SHORT EXERCISE |
Reproduce every item below verbatim, keeping each line unchanged and in its original order.

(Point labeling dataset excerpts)
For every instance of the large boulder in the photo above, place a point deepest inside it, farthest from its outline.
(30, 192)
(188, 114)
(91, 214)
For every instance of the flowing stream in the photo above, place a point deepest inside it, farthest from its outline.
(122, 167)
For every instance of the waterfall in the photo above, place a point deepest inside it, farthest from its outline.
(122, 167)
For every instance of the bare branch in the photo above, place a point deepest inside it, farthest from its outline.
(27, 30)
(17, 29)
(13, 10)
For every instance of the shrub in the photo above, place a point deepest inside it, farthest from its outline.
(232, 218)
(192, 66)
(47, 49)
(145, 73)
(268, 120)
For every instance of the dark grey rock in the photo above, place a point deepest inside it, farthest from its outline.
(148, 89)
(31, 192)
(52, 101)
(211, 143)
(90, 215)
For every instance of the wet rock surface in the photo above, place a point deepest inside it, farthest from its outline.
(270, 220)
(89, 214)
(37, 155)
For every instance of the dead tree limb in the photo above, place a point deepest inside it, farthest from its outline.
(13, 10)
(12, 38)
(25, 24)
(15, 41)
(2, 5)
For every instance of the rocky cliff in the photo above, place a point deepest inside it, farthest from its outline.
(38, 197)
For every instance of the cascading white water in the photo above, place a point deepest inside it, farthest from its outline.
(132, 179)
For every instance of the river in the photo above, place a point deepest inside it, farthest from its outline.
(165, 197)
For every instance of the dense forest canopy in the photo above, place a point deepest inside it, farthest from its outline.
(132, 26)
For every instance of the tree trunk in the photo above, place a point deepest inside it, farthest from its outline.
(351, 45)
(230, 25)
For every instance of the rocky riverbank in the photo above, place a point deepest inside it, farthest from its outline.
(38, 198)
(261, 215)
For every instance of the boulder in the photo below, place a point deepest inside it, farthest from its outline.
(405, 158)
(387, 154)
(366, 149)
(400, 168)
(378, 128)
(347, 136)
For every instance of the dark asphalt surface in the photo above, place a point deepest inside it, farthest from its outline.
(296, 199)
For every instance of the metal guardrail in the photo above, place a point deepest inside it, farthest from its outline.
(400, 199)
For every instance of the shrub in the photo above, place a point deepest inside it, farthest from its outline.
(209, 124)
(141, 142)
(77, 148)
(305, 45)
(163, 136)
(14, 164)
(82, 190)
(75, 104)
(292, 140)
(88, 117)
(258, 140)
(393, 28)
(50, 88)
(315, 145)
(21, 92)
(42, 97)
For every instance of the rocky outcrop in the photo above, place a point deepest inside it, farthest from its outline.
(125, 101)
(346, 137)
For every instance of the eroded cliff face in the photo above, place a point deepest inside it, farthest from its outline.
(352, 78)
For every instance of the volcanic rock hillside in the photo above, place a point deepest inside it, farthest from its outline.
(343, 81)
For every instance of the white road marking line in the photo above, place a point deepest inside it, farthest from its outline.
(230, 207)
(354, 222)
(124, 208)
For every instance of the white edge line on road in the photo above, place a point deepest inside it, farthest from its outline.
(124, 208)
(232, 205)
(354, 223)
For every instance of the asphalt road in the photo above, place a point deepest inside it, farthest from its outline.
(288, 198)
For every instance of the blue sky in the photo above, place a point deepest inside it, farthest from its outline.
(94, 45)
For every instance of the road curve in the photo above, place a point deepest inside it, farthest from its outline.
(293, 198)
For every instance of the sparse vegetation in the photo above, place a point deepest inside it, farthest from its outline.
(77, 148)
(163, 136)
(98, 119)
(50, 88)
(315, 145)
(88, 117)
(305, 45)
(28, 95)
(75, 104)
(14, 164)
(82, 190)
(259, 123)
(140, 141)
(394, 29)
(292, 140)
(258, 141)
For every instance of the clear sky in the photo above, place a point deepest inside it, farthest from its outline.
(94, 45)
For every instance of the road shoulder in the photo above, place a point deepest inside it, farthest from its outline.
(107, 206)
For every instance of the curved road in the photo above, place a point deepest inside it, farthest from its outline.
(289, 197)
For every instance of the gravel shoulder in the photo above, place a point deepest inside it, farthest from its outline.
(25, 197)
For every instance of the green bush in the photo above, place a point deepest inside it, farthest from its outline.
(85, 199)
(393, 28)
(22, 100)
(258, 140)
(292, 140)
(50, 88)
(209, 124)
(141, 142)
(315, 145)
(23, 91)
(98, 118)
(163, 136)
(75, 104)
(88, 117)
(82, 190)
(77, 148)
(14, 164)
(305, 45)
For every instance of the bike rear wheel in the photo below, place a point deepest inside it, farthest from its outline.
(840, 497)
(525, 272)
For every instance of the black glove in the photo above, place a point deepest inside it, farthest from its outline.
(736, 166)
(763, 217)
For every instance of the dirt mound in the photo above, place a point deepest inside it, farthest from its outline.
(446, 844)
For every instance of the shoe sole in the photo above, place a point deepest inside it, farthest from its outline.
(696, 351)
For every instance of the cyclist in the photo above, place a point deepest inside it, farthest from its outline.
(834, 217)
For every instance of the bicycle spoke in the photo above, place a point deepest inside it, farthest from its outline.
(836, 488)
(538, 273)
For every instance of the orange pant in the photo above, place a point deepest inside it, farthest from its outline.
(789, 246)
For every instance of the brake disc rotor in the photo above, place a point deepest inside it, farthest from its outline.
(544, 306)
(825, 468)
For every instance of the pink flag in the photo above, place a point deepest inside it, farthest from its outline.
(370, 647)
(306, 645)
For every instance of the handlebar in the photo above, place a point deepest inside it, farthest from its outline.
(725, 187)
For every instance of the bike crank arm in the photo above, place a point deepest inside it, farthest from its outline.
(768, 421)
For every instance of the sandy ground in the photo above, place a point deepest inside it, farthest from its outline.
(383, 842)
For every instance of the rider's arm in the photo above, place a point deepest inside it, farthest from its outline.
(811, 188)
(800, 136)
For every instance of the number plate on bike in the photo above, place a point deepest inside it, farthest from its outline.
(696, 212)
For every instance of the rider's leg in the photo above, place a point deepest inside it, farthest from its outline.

THE OUTPUT |
For every instance of the large boulder in the photo above, place a point deepest inside it, farthest from its outline.
(30, 192)
(188, 114)
(91, 214)
For every instance of the flowing stream in the photo above, place a point deepest inside it, farthest from its outline.
(122, 167)
For every instance of the waterfall in the photo above, place a point deepest inside it, farthest from its outline.
(122, 167)
For every instance of the bare branch in the photo above, place a point deepest inside it, farthest from its outline.
(27, 30)
(17, 29)
(13, 10)
For every instance of the shrub in the photo above, place a point deepest inside it, farthest from its outline.
(232, 218)
(192, 66)
(47, 49)
(145, 73)
(268, 120)
For every instance of the dark grey rock in the photo above, place a point deepest inside it, farthest from its outline.
(148, 89)
(31, 192)
(52, 101)
(211, 143)
(90, 215)
For every instance of the wet rock surface in the photo above, place a point deepest inside it, farthest from its outline.
(270, 220)
(89, 214)
(37, 155)
For every instance of the dead tree limb in the photo above, place a point deepest inside it, farthest from its outline.
(13, 10)
(12, 38)
(25, 24)
(15, 41)
(2, 5)
For every instance of the rocky cliff in the photo above, place a point deepest inside it, farthest from its outline.
(38, 197)
For every instance of the cascading white water in the photo above, place a point deepest inside it, farthest from its outline.
(132, 179)
For every instance of the river in the photo above, place a point deepest inside it, farthest from its outline.
(165, 197)
For every instance of the dense forest canopy in the photo above, place a point deepest inside it, farthest from its outline.
(132, 26)
For every instance of the tree trunk in the photo above, place a point deepest inside it, farthest from its outline.
(351, 45)
(230, 25)
For every instance of the rocky riverbank in the photo above, place a point deepest inside it, farthest from its outline.
(38, 198)
(261, 215)
For every instance of the boulder in the photo below, place a point deepest inside it, farthest from its outline.
(405, 158)
(387, 154)
(366, 149)
(400, 168)
(378, 128)
(347, 136)
For every instance of the dark asphalt surface in the photo above, place a point deepest inside it, farthest from its outline.
(296, 199)
For every instance of the metal guardrail in the photo above, place a point deepest inside it, farthest from its outline.
(400, 199)
For every instance of the shrub in the photo above, place a point deepest inside it, farthest from its outline.
(209, 124)
(141, 142)
(77, 148)
(305, 45)
(163, 136)
(14, 164)
(82, 190)
(75, 104)
(292, 140)
(88, 117)
(258, 140)
(393, 28)
(50, 88)
(315, 145)
(21, 92)
(42, 97)
For every instance of the rocky outcrop in the photo above, place a point deepest inside it, farthest from its outline.
(125, 101)
(346, 137)
For every instance of the eroded cliff face in the photo above, place a point deepest inside it, farthest from its outline.
(352, 78)
For every instance of the volcanic rock hillside in the photo above, place a point deepest inside it, farthest from its outline.
(343, 81)
For every instance of the white road marking line in the photo above, place a point deepest inside it, farthest from its outline.
(230, 207)
(354, 222)
(124, 208)
For every instance of the white edge line on road in the photo above, place a point deepest inside it, farthest from its outline.
(124, 208)
(232, 205)
(354, 223)
For every instance of the asphalt road in the photo above, place a point deepest inside it, farthest from its outline.
(288, 198)
For every instance of the blue sky in the photo above, place a point deepest inside it, farthest from its outline.
(94, 45)
For every instance of the road curve in the photo above, place a point deepest inside it, farthest from its outline.
(293, 198)
For every instance of the sparse vegetation in the photo above, place a point deepest inside it, farthest from its outline.
(77, 148)
(163, 136)
(98, 119)
(50, 88)
(315, 145)
(88, 117)
(305, 45)
(28, 95)
(75, 104)
(14, 164)
(82, 190)
(259, 123)
(140, 141)
(394, 29)
(292, 140)
(258, 141)
For every instance of the clear sky in the photo above, place a point deepest inside it, farthest from its outline.
(94, 45)
For every instance of the road shoulder in the photo above, place a point deepest inside it, farthest from its outline.
(107, 206)
For every instance of the curved road in the photo above, place a point deepest inside it, farthest from its outline.
(289, 197)
For every instance of the gravel shoulder in the photo above, place a point deepest inside it, farthest from its outline.
(25, 197)
For every instance of the green bush in the photo above, place a point deepest inside it, farthest from its outline.
(85, 199)
(393, 28)
(22, 100)
(258, 140)
(292, 140)
(50, 88)
(209, 124)
(141, 142)
(315, 145)
(23, 91)
(98, 118)
(163, 136)
(75, 104)
(88, 117)
(82, 190)
(77, 148)
(14, 164)
(305, 45)
For every instance of the bike rear wheel in the photo below, place a point deepest inside it, farthest from its outline.
(840, 497)
(525, 272)
For every instance of the black glove in the photo above, place a point deepest inside it, farthest from its outline.
(736, 166)
(763, 217)
For every instance of the dirt mound in the photo above, place a point deepest inside it, farthest from its outline.
(446, 844)
For every instance of the shoe sole in the photo above, place a point deepest inside it, farthest from its outline.
(696, 351)
For every instance of the cyclist in the photo above, place a point deepest inside it, farthest from its outline.
(834, 217)
For every instance of the bicycle spoke in the photo above, place a point deepest inside it, farthest from its outline.
(836, 488)
(538, 273)
For every instance of the orange pant in the photo above, place a point deepest inside it, farthest from its outline.
(789, 246)
For every instance of the brake disc rotor in the photo above, place a point deepest inside it, farthest from its outline.
(544, 306)
(825, 468)
For every instance of the pink flag in the photo above, place a point deepest inside it, farthest from its outline.
(370, 647)
(306, 645)
For every instance of the handlebar in the photo above, place a point deepest inside it, farthest from its outline.
(725, 187)
For every instance of the bike crank arm in the photo above, place a point deepest inside it, farthest from its outline.
(768, 421)
For every instance of the sandy ground in the photo above, place a point deepest inside it, farthest from its outline.
(383, 842)
For every instance of the rider's arm in the photo above, place a point deepest inside it, farthest from its outline.
(811, 188)
(800, 136)
For every instance of the number plate on bike in the photo above, place a point deepest inside it, farthest from its outline.
(696, 212)
For every instance of the rider's leg in the photo above, place a point deepest inside it, farthest from its outline.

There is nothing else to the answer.